_Task instructions_
Return every line of the entries that includes the word "example".

⁂

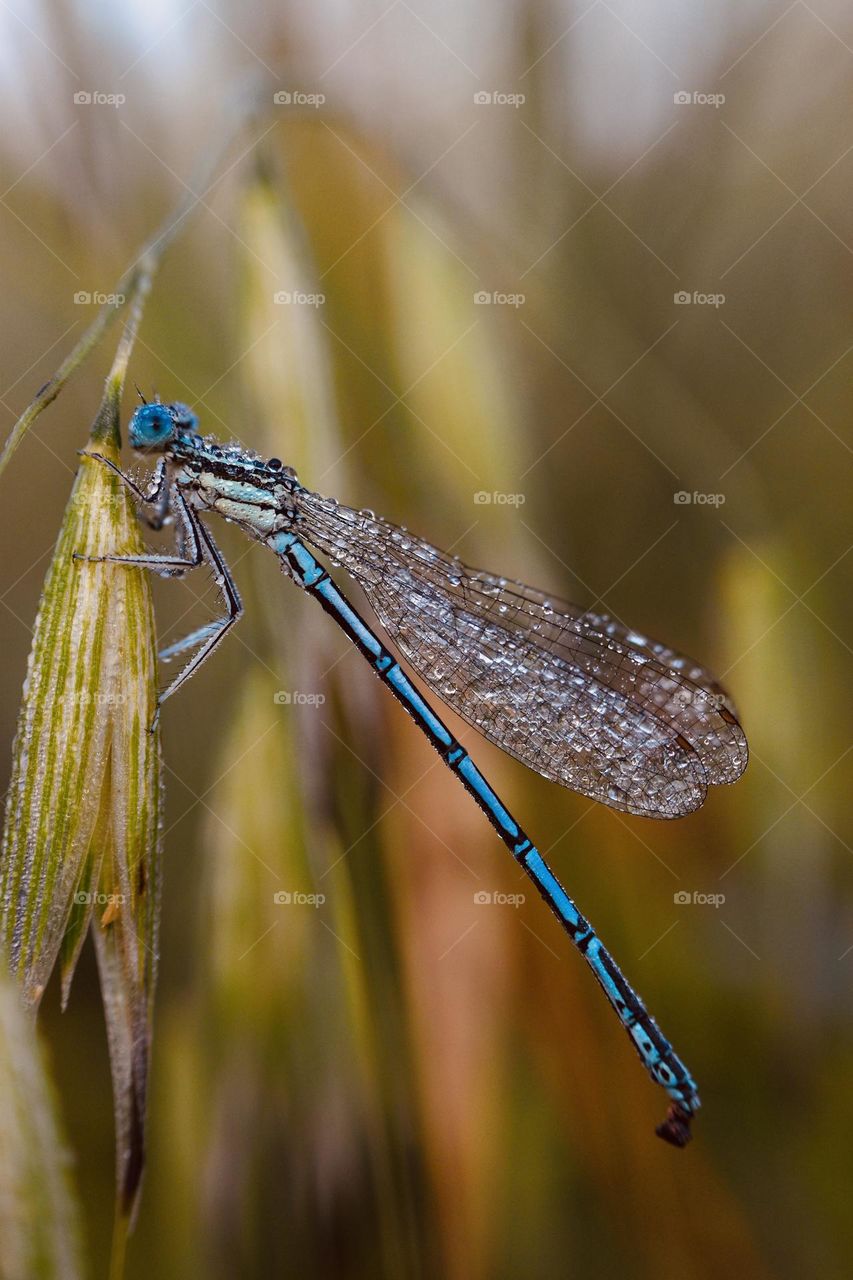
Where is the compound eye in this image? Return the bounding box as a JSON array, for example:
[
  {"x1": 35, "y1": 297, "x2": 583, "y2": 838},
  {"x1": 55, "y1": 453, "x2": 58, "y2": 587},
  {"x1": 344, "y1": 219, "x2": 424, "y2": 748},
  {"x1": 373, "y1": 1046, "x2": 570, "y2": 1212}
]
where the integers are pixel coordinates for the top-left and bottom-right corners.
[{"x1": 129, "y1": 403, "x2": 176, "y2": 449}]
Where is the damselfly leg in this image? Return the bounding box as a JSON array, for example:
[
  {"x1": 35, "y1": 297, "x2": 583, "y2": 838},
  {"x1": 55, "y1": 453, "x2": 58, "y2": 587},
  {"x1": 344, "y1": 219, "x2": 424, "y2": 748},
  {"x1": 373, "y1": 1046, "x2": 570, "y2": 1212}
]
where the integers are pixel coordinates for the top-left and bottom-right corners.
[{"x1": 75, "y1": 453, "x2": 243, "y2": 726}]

⁂

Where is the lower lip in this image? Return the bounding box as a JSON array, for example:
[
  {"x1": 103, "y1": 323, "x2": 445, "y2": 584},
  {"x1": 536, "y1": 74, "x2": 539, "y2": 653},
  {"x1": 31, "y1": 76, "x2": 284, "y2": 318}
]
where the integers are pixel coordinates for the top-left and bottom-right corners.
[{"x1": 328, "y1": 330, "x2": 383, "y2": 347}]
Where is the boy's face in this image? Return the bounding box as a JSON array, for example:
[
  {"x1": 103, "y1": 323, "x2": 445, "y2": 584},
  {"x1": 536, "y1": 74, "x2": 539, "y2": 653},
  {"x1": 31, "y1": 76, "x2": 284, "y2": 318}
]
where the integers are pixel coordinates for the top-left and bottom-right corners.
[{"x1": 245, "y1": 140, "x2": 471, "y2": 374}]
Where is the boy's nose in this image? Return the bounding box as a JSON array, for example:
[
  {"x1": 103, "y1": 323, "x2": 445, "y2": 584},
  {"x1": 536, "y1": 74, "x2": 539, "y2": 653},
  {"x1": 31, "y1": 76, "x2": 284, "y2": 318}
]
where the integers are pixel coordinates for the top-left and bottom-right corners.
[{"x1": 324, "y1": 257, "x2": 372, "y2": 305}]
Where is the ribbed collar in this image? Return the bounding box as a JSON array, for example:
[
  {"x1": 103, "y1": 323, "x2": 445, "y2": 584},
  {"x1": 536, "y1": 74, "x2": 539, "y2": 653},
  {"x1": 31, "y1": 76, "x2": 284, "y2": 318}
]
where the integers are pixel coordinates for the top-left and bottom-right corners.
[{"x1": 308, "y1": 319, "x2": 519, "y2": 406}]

⁂

_Answer_
Where is the compound eye in this image? Return the bounding box as a JSON array, for example:
Where is the damselfly leg in this image? Return the bounding box as a JSON array, for example:
Where is the lower lip in this image? Return the bounding box as a JSON array, for example:
Where is the boy's face in this image? Return the bounding box as a JSON array, for example:
Where is the boy's nose in this image? Return the bounding box as a JSON array, for example:
Where is the ribbed collar in this image? Return the bounding box as a JSON array, for example:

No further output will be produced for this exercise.